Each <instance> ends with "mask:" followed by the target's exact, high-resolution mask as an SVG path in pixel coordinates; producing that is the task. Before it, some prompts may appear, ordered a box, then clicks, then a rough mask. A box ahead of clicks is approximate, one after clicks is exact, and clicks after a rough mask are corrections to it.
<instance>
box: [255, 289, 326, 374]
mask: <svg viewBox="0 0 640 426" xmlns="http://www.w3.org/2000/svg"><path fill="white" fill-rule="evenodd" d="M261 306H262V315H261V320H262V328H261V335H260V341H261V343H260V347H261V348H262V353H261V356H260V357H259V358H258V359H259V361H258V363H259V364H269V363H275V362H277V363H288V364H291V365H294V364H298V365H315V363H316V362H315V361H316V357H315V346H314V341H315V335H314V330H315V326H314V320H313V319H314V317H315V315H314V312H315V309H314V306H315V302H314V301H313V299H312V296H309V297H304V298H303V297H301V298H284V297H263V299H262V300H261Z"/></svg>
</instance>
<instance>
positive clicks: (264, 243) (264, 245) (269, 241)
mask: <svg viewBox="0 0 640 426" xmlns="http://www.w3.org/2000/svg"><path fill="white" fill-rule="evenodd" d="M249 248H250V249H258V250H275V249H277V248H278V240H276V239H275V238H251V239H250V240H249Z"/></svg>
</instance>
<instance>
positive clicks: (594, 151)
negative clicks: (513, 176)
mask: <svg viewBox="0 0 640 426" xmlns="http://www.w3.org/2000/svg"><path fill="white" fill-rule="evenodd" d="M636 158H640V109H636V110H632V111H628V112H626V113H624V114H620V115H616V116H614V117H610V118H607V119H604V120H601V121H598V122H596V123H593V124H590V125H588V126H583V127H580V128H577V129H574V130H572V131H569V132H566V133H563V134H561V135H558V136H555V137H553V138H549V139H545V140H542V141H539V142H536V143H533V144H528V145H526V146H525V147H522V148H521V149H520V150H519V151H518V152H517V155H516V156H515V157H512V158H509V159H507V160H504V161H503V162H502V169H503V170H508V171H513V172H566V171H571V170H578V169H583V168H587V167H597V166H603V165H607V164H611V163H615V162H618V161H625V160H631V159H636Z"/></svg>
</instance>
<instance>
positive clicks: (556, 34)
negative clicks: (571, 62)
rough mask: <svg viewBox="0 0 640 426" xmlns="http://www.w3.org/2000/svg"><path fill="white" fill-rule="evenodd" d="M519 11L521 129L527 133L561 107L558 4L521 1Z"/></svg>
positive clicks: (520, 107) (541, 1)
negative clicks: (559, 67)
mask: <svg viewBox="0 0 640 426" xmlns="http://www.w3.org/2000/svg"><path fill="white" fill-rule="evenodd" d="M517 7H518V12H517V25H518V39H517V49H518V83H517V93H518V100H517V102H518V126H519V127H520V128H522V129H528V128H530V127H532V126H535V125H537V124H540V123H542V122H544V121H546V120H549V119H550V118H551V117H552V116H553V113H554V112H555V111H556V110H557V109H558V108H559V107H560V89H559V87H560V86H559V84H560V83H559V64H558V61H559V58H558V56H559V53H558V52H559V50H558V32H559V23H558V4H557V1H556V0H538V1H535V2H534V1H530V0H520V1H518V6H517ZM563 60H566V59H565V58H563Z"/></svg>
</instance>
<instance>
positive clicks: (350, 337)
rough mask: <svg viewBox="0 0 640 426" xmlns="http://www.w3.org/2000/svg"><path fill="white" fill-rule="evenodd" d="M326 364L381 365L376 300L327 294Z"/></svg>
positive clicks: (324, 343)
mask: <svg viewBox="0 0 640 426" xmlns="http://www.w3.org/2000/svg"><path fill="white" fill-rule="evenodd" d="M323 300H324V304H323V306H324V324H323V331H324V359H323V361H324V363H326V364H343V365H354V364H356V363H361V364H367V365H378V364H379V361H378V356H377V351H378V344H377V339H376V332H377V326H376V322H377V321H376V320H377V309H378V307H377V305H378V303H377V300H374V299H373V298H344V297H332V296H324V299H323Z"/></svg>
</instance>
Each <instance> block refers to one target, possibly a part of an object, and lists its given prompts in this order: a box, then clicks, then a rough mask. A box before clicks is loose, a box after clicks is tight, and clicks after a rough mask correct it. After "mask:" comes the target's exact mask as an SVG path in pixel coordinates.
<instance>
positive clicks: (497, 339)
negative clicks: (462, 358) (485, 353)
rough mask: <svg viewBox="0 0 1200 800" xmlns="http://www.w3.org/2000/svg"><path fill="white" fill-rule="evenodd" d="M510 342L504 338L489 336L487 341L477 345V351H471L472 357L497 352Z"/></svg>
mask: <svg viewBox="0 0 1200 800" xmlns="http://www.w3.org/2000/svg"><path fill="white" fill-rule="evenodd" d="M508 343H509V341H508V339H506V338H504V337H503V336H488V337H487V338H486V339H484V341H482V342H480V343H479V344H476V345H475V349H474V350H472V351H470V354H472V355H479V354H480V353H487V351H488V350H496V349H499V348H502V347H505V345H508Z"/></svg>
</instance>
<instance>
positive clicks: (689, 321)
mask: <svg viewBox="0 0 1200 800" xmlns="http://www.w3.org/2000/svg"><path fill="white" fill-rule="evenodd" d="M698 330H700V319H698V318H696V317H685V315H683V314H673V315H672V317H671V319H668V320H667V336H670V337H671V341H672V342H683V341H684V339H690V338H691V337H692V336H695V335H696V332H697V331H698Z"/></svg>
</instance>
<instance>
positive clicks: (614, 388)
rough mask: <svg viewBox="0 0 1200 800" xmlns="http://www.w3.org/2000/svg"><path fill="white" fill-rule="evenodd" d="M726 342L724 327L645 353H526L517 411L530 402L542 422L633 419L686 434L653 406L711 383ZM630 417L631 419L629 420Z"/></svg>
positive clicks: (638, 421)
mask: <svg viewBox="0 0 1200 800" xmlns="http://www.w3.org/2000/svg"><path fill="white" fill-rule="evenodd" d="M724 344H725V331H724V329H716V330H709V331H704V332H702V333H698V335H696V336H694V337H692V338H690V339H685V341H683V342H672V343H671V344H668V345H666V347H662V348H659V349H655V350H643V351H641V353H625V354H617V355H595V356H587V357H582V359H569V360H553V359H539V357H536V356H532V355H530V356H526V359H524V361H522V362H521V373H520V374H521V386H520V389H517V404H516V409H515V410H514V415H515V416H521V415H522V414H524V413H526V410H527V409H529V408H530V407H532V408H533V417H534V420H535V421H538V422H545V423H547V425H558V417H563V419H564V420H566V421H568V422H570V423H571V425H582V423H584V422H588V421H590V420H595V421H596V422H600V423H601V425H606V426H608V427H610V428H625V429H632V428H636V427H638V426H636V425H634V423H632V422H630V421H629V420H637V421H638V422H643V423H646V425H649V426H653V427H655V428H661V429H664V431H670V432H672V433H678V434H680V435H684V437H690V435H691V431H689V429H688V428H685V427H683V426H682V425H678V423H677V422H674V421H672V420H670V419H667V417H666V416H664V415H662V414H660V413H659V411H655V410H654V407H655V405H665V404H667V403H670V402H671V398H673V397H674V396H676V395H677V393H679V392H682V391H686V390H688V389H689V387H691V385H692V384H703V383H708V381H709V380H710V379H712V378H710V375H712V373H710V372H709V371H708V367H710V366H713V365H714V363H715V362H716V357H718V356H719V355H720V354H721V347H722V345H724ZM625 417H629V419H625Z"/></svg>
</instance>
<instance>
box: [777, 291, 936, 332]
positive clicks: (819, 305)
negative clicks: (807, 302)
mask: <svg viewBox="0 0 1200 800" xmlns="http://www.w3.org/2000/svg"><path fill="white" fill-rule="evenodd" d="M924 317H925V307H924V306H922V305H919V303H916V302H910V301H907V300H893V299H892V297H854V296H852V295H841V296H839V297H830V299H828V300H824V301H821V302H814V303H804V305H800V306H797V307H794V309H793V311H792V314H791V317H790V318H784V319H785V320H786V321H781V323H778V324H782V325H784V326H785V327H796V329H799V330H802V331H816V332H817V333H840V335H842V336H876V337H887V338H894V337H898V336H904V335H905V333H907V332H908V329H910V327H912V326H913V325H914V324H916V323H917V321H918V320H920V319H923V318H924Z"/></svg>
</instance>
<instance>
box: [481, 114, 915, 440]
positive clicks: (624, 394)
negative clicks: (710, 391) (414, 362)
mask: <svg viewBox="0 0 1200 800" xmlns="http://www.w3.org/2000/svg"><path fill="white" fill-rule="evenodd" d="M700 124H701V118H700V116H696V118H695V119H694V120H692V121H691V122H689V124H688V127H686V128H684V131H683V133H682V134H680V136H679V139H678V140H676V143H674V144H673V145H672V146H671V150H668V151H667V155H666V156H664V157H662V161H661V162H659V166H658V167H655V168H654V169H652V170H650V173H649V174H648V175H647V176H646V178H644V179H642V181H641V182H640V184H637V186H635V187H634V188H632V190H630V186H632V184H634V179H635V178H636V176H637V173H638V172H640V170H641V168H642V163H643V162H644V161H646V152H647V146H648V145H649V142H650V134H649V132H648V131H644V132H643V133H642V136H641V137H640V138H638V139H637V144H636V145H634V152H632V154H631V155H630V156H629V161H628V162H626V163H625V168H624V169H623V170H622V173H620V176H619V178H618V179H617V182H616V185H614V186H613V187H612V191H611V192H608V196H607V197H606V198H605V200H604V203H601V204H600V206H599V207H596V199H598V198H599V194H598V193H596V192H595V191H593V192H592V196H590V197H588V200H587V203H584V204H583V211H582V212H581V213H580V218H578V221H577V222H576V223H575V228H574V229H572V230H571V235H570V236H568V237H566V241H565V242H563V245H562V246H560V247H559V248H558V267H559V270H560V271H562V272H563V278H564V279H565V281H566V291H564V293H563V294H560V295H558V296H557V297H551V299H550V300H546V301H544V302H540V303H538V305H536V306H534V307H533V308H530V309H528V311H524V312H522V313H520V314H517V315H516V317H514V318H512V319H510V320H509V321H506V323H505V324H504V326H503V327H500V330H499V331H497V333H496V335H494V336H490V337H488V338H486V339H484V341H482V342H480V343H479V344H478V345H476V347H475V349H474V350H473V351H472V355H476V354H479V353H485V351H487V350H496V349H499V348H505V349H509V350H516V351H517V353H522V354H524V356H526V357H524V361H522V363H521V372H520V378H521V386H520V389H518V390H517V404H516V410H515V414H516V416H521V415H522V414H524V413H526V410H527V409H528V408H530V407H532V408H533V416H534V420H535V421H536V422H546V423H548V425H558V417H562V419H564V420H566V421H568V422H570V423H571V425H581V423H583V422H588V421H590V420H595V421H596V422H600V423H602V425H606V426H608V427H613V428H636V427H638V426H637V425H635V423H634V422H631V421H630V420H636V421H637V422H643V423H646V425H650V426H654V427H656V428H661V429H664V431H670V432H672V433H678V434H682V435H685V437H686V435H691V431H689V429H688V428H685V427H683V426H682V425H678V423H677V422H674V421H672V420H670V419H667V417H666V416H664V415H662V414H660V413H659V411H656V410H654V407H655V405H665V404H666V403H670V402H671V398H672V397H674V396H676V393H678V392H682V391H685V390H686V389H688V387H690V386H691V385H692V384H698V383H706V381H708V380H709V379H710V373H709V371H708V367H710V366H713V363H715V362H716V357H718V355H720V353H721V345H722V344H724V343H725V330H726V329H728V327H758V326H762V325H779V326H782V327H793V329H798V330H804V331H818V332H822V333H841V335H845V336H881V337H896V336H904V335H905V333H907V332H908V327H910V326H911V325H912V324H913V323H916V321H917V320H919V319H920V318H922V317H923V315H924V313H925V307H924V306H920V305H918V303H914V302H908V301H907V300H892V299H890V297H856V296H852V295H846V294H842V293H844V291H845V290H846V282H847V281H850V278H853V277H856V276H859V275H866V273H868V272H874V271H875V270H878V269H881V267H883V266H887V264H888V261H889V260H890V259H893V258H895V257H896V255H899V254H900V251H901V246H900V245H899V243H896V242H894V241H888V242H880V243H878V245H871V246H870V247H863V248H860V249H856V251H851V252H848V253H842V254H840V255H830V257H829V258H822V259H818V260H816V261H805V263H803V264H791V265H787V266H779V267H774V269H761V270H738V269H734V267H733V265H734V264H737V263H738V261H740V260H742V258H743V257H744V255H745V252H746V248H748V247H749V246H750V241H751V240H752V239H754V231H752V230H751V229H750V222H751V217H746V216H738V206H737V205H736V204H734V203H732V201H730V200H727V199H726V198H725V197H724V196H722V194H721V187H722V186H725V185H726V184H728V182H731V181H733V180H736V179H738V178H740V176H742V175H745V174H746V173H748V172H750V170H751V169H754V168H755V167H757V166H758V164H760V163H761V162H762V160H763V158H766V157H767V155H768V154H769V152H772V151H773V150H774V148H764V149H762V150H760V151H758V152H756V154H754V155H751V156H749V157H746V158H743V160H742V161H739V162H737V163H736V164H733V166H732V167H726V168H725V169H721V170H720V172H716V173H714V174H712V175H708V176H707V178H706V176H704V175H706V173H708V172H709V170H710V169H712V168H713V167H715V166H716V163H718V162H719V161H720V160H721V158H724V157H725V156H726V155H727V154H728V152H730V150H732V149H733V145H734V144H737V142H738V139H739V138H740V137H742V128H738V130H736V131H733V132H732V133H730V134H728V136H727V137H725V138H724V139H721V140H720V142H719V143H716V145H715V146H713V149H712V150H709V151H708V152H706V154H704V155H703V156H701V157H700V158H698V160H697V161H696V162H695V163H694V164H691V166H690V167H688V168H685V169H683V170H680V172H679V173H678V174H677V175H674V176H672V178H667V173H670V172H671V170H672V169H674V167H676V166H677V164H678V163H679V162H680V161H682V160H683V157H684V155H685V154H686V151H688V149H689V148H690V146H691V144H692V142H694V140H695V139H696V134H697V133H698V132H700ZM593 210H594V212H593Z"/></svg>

------------------------

* Exercise details
Print the records verbatim from their first line through the line that contains "box: [255, 289, 326, 374]", including both.

* Response to the task
Each <instance> ends with "mask:" followed by the target's exact, high-resolution mask as an SVG path in pixel coordinates; producing that is the task. Before it, some prompts may appear, ordered a box, then clicks, then a rough mask. A box ahead of clicks is approximate, one after clicks is exact, and clicks after a rough mask are corrections to it.
<instance>
box: [255, 289, 326, 374]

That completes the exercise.